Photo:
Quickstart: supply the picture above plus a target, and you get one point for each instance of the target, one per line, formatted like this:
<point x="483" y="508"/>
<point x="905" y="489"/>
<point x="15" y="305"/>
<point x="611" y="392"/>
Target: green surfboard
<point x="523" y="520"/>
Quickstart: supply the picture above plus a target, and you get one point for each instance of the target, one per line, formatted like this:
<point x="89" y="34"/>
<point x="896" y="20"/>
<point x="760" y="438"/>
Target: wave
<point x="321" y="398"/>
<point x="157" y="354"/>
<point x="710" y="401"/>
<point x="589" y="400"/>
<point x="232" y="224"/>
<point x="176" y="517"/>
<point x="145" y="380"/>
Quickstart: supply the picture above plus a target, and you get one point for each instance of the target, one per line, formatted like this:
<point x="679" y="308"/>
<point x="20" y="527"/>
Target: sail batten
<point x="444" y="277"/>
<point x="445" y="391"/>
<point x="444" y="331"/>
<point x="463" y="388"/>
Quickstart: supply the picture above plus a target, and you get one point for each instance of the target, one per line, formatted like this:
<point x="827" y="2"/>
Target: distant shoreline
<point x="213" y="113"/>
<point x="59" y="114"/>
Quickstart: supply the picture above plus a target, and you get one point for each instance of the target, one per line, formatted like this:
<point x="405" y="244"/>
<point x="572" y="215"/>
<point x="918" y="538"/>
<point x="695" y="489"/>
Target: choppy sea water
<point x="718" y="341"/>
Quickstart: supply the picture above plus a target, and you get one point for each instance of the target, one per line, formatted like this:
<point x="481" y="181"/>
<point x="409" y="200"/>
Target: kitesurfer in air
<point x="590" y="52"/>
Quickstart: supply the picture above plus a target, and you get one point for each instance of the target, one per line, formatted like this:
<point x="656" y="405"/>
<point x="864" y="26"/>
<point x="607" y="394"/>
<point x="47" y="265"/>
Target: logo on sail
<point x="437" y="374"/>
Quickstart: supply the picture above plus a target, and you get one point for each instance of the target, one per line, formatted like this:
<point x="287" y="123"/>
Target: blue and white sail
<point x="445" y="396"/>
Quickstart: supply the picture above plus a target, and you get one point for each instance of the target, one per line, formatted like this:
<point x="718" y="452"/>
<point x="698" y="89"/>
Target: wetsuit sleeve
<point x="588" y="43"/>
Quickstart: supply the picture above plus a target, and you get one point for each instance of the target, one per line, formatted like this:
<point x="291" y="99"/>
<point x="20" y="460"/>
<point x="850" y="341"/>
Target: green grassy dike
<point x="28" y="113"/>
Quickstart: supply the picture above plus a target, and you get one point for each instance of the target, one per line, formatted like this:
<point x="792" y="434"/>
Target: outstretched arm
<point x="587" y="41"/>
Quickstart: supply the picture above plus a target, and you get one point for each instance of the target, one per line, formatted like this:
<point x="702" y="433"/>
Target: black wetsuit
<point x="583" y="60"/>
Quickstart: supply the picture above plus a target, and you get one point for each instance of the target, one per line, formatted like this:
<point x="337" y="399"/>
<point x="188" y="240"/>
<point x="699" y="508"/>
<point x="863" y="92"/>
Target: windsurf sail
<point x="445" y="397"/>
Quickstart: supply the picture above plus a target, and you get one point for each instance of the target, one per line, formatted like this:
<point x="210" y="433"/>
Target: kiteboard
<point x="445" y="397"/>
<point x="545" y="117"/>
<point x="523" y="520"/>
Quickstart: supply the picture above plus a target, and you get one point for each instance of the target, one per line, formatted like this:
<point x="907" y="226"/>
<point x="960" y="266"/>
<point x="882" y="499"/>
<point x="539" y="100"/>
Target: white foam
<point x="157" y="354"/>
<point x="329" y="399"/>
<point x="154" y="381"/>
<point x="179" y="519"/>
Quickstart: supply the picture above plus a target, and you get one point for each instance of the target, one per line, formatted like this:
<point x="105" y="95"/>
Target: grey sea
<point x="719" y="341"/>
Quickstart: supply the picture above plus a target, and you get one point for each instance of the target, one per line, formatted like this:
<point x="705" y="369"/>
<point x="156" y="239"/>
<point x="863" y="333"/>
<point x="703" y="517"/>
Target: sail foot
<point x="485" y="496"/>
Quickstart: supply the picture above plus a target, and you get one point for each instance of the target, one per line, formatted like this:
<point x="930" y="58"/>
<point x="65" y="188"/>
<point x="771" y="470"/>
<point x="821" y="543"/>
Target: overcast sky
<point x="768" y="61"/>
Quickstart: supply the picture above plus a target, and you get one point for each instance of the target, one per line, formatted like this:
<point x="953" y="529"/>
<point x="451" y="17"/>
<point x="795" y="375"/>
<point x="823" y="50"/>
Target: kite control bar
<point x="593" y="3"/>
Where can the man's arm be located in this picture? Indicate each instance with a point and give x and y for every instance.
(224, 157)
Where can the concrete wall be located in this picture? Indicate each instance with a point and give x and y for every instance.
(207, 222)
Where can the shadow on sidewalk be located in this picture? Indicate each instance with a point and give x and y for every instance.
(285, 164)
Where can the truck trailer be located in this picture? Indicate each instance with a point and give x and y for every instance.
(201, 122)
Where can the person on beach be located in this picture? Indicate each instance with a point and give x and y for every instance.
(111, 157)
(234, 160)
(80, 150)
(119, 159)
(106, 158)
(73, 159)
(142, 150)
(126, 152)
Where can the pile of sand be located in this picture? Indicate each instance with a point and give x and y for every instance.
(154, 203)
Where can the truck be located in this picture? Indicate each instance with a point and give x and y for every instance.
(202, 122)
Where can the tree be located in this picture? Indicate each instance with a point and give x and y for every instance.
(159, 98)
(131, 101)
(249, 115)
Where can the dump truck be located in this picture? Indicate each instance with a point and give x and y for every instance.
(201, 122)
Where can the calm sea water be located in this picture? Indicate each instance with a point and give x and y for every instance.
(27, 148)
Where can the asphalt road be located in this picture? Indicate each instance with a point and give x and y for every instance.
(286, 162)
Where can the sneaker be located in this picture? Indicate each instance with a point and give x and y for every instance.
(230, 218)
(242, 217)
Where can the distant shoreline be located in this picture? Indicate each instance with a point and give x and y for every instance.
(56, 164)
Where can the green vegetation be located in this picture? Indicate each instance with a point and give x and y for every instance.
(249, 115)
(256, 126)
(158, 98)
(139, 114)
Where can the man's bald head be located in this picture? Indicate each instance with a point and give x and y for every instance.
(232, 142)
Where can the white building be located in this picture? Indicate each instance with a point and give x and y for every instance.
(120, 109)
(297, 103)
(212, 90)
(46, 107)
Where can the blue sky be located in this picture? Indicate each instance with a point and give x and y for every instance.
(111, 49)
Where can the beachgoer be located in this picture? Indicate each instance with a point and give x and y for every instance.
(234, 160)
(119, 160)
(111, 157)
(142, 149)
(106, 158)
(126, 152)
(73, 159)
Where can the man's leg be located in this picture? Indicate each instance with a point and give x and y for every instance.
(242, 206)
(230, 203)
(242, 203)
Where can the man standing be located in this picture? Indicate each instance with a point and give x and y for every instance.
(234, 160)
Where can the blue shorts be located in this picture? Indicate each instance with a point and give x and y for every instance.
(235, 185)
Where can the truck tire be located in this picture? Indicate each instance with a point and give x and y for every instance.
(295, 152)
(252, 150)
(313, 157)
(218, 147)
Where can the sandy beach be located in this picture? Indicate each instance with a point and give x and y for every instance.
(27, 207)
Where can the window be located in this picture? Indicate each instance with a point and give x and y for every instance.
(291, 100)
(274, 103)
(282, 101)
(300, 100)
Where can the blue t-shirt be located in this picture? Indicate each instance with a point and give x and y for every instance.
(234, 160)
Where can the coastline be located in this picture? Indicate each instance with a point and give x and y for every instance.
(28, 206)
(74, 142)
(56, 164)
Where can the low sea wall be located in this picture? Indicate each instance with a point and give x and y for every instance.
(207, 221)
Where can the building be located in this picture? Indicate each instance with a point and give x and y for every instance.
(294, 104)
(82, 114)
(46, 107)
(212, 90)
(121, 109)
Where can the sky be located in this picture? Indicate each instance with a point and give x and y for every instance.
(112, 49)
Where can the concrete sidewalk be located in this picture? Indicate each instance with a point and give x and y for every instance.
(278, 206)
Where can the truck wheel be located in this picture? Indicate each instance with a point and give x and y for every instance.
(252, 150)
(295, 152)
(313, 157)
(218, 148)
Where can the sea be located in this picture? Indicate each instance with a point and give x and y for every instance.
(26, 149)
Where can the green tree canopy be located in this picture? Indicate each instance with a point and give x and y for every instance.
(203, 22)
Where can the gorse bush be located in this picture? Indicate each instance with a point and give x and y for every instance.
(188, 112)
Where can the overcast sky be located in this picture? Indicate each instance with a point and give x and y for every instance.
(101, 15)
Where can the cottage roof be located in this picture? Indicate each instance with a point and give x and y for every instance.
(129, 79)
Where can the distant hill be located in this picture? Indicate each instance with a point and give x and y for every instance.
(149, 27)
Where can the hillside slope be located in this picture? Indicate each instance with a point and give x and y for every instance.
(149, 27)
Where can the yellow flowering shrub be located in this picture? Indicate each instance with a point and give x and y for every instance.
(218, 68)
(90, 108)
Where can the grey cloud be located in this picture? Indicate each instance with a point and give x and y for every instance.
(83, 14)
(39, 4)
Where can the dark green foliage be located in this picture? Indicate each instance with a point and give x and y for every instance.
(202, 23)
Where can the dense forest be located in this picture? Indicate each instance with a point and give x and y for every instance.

§

Written task: Copy the lines word for word, starting with the line that contains "Where can the grey" and stopping after the final line of the entries.

Final result:
Where can the grey cloud be located in this picture? Indicate each instance with a point and give x and y for every instance.
(83, 14)
(39, 4)
Where can the dark green foliage be located in this picture? Indicate each instance with a point and give x and y for every instance.
(202, 23)
Where can the dense forest be located in this picture? Indicate each instance with a point and give x and y for every instance.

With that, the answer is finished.